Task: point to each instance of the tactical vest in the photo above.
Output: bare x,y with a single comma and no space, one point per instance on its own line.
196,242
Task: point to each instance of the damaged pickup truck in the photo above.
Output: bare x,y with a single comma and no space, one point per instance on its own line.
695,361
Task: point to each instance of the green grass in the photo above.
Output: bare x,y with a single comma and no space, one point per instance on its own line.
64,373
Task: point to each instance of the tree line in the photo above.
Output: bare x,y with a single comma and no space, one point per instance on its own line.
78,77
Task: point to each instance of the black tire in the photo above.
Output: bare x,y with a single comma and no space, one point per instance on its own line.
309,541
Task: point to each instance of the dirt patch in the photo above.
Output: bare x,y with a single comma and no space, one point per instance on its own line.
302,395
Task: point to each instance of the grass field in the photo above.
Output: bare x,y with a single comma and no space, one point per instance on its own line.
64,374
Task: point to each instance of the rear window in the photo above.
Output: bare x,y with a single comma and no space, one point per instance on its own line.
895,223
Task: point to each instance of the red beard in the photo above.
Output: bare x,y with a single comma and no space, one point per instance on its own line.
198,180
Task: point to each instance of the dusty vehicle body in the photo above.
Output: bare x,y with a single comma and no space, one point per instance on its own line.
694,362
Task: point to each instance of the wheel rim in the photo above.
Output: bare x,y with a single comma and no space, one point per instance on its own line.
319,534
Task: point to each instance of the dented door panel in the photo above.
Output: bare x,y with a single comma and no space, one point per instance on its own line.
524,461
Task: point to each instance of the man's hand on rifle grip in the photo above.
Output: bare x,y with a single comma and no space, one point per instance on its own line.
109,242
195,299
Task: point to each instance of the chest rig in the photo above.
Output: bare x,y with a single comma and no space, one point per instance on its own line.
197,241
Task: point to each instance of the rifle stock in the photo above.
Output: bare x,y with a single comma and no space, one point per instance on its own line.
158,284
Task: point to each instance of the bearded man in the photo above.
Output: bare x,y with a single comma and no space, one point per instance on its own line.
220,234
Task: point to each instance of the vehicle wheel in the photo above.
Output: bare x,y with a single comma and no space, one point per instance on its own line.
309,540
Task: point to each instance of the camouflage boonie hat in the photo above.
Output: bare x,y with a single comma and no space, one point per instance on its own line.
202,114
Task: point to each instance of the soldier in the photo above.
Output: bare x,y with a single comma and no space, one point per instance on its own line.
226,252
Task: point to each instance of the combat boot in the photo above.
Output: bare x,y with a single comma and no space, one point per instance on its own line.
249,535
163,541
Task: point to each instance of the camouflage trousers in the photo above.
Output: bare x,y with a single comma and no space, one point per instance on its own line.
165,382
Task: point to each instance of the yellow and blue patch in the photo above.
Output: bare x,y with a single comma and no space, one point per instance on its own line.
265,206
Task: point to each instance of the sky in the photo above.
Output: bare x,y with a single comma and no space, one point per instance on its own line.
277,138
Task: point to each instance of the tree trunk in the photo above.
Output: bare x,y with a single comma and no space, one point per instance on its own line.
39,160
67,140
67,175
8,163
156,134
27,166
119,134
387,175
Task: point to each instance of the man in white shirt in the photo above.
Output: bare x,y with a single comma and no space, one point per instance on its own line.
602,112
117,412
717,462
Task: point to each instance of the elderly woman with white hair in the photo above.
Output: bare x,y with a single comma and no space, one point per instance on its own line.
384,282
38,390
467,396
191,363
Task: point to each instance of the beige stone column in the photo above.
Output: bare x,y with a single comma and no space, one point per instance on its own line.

⁂

**What the exercise asks**
Quote verbatim the lines starting at the one containing "Task: point to each instance of the combat" and ending at the final line of the records, including both.

**Solution**
Task: point to each instance of the combat boot in the photo above.
Output: bare x,y with a single comma and no space, one point per instance on its own line.
249,535
163,541
Task: point to each instance of the camouflage trousers in the photo above.
Output: bare x,y with a single comma and no space, one point per instance on its own line.
165,382
Task: point to each instance of the yellow and blue patch in the photo above.
Output: bare x,y with a single comma and no space, one point per instance on its own line.
265,206
Task: point to each instance of the sky in the photo above.
Output: bare x,y with a single comma and no space, one point per instance on its own line.
277,138
Task: point to each instance of the tree trunk in the photo above.
Output: bare x,y with a single comma and no space, one point per instance on its own line.
39,160
67,140
67,175
8,163
156,134
27,166
119,134
387,175
Task: point to each instance of the man in white shirt in the photo above.
Output: bare x,y with a single comma and no space, one point per instance on its own line.
602,112
117,412
717,462
Task: point to each instance of the elderly woman with white hair in the photo above.
Output: bare x,y with a single comma and no space, one point per instance on its own line.
384,282
38,390
467,396
191,363
Task: point to each instance of the beige stone column in the photo above.
Output: bare x,y with a single comma and no space, one point per instance on its own line.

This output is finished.